An only son, he initially followed in his father's footsteps. He boarded at Winchester College and, despite being expelled (on charges ranging from gambling to pyrotechnics), won a cadetship to the Royal Military College, Sandhurst.

== British officer and veteran ==
In 1899, White, commissioned as a lieutenant with the 1st Gordon Highlanders, was shipped out to South Africa for service in the Second Boer War. While his father's command was besieged at Ladysmith, he took part in the Battle of Magersfontein and the relief of Kimberley. Passing into the Orange Free State he saw action at Paardeberg, Poplar Grove, Driefontein, Vet River and Zand River. From May 1900 in the Transvaal, he took part in the engagement at Doornkop (where he threatened an officer who ordered him to shoot a shell-shocked prisoner), the occupation of Johannesburg and Pretoria and, in August 1900, in the last set-piece battle of the war at Belfast-Bergendal.

For his war service, White was mentioned in despatches, received the Queen's South Africa Medal with five clasps, and was decorated by Lord Kitchener with the Distinguished Service Order (DSO).

In 1902 he was appointed aide-de-camp to his father, General Sir George White, now Governor of Gibraltar. In this capacity he met Kaiser William II, and King Edward VII (who, of the two, made the dimmer impression). While at Gibraltar he courted Anna Mercedes Dolores (‘Dollie’) Mosley, a society beauty and devout Roman Catholic. Despite family objections on both sides, and after White had (with Kitchener's leave) returned from a posting in Peshawar, India to press his suit, they were married in a registry office in 1905.

In 1907, responding to the tedium of Territorial duties in Aberdeen; the brutality of his wartime experience; and the belief that in the wake of Russo-Japanese War that the days of the empire he had served were numbered (he describes receiving news of Japanese victories with "something like ecstacy"), White resigned his commission. He relayed his decision to his father, who thought him mad; to H.G. Wells, who, appalled, said he would like to "thrash" White's governesses and schoolmasters; and to Leo Tolstoy, who returned his blessing.

• Exercise description: From the biographical passage on White, write out verbatim the part that opens with the words containing "In 1907, responding" and closes with "returned his blessing.".

Referring expression pointing data
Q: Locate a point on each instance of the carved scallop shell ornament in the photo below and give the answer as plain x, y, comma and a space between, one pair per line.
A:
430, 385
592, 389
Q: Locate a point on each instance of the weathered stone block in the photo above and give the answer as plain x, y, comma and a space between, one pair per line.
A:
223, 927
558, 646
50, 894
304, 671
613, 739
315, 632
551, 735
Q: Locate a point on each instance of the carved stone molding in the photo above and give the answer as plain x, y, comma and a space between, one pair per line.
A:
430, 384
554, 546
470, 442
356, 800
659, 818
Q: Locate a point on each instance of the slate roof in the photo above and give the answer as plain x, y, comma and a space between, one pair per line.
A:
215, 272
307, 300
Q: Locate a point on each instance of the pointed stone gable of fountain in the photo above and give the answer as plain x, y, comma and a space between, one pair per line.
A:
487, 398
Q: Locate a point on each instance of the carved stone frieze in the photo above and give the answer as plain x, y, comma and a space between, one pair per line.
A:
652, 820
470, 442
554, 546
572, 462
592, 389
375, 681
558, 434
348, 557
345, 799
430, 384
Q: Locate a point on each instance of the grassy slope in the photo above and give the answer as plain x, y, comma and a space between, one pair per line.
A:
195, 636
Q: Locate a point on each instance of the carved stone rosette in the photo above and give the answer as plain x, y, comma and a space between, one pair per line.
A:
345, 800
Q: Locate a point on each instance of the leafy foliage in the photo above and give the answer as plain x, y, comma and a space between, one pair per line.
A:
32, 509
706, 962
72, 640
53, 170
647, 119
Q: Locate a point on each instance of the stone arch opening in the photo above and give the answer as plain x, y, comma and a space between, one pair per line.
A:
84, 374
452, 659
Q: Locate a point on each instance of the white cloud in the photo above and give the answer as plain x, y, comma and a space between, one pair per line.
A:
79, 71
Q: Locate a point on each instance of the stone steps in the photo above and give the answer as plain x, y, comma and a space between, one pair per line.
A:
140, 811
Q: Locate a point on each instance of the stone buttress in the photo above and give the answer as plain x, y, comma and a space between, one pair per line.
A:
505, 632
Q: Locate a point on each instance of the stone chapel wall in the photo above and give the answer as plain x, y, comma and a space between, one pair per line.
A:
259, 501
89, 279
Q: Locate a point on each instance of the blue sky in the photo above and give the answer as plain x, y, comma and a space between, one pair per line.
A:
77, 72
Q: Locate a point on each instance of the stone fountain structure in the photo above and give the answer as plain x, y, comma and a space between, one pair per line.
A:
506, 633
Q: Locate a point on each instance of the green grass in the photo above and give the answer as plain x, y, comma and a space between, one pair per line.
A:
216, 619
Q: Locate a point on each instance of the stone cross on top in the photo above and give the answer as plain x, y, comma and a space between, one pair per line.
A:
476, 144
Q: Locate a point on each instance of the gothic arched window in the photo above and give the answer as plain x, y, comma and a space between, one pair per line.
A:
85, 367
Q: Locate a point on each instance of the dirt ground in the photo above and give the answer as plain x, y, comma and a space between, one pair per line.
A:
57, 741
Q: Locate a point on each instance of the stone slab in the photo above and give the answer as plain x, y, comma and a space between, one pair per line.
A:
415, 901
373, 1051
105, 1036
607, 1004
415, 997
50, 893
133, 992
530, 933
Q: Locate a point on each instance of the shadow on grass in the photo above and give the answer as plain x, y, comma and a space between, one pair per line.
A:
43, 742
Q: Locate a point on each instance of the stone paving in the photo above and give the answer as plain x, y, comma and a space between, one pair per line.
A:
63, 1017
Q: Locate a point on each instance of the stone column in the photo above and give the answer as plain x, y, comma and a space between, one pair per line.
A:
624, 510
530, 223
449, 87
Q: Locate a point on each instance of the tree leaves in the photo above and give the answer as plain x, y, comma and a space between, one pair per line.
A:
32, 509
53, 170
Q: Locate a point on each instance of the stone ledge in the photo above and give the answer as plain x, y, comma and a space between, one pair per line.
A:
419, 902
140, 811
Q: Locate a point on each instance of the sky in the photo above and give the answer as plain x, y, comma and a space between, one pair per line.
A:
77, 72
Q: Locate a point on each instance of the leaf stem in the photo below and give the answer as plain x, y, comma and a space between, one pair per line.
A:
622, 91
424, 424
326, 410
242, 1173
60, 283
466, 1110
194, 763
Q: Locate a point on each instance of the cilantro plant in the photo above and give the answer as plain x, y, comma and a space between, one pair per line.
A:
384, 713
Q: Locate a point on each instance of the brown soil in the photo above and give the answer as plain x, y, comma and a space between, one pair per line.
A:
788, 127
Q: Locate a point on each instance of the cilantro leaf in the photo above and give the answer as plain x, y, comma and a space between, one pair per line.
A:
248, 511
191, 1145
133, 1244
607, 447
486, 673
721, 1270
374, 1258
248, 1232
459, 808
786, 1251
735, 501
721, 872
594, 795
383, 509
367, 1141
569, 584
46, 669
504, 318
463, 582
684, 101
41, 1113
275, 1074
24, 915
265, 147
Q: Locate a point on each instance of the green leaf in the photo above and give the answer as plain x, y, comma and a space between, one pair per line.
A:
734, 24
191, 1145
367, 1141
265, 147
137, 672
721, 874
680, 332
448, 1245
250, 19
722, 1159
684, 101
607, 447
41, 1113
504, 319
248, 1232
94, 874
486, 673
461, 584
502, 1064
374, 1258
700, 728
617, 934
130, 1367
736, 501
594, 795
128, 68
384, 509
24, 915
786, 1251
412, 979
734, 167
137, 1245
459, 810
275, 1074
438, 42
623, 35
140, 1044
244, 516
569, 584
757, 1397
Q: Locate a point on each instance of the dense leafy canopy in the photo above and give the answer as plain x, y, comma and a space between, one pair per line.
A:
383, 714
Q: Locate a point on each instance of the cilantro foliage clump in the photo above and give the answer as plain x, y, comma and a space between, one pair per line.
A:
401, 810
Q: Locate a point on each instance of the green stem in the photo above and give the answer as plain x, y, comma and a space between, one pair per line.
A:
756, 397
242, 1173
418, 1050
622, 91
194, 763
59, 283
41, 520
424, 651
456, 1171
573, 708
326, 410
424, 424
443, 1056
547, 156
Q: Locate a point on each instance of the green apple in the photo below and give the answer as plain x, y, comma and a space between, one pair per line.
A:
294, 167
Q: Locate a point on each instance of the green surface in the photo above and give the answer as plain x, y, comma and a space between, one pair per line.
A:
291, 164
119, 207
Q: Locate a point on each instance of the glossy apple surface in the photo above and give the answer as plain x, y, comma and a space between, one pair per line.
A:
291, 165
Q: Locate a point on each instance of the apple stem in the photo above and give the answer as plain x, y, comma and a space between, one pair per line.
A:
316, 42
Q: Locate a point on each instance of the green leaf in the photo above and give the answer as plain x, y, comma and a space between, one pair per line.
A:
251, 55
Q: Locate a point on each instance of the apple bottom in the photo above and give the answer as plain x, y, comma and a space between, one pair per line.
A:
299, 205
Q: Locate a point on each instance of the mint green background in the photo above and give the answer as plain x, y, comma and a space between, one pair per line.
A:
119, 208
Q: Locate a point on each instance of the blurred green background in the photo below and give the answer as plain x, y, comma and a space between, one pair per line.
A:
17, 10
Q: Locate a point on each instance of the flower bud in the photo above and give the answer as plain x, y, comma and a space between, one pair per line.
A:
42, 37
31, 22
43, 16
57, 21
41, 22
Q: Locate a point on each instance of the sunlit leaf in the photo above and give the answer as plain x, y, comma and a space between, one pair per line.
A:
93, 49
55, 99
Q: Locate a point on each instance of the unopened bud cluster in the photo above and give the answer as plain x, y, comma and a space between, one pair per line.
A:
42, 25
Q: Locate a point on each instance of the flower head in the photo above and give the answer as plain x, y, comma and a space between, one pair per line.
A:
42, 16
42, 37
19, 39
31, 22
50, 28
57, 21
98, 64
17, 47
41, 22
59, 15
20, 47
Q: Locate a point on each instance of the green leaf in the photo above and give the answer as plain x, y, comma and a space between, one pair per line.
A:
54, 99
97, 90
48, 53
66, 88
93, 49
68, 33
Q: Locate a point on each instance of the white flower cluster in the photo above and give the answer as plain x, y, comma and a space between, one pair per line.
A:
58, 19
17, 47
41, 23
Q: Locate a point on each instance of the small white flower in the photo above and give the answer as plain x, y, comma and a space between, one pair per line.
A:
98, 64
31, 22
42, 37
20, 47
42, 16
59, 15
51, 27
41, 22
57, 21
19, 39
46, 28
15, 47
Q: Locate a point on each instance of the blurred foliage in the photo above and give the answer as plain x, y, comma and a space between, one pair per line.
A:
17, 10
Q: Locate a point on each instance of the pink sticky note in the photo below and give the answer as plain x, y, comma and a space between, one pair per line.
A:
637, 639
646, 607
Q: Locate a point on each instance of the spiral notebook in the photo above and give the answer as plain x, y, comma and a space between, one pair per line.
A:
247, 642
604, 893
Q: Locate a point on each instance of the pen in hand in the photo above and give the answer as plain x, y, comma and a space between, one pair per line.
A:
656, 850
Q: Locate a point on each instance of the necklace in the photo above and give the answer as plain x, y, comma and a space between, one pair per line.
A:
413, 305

• Response area:
In 1907, responding to the tedium of Territorial duties in Aberdeen; the brutality of his wartime experience; and the belief that in the wake of Russo-Japanese War that the days of the empire he had served were numbered (he describes receiving news of Japanese victories with "something like ecstacy"), White resigned his commission. He relayed his decision to his father, who thought him mad; to H.G. Wells, who, appalled, said he would like to "thrash" White's governesses and schoolmasters; and to Leo Tolstoy, who returned his blessing.